-- BEGIN EXERCISE DATA --
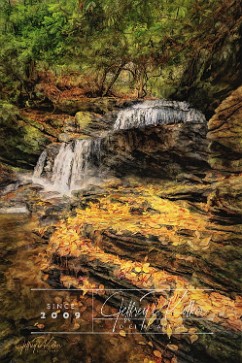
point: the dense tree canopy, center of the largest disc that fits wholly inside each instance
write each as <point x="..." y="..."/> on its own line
<point x="130" y="41"/>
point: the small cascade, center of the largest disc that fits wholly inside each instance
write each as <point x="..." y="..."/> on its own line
<point x="38" y="170"/>
<point x="75" y="164"/>
<point x="78" y="162"/>
<point x="157" y="112"/>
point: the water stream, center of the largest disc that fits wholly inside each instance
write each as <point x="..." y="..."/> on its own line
<point x="78" y="162"/>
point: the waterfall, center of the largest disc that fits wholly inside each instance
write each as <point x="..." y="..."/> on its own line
-- END EXERCISE DATA --
• SHORT PROBLEM
Arrange every one of the lines above as a Markdown table with the columns "No." and "Line", numbering each line and skipping blank ones. Leave the pictures out.

• RESPONSE TO THE TASK
| No. | Line |
|---|---|
| 1 | point: the dense tree canopy, center of the largest disc that fits wholly inside each instance |
| 2 | write each as <point x="..." y="..."/> on its own line |
| 3 | <point x="130" y="41"/> |
| 4 | point: the small cascade, center of the largest disc that fits wholly inside each instance |
| 5 | write each as <point x="..." y="..."/> on its own line |
| 6 | <point x="38" y="170"/> |
| 7 | <point x="75" y="164"/> |
| 8 | <point x="78" y="162"/> |
| 9 | <point x="157" y="112"/> |
| 10 | point: the water stream, center of the largest disc that fits wholly inside each instance |
| 11 | write each as <point x="..." y="..."/> on its own line |
| 12 | <point x="78" y="162"/> |
| 13 | point: the waterfall, center of the largest disc that fits wholly inside each instance |
| 14 | write each as <point x="..." y="..."/> on its own line |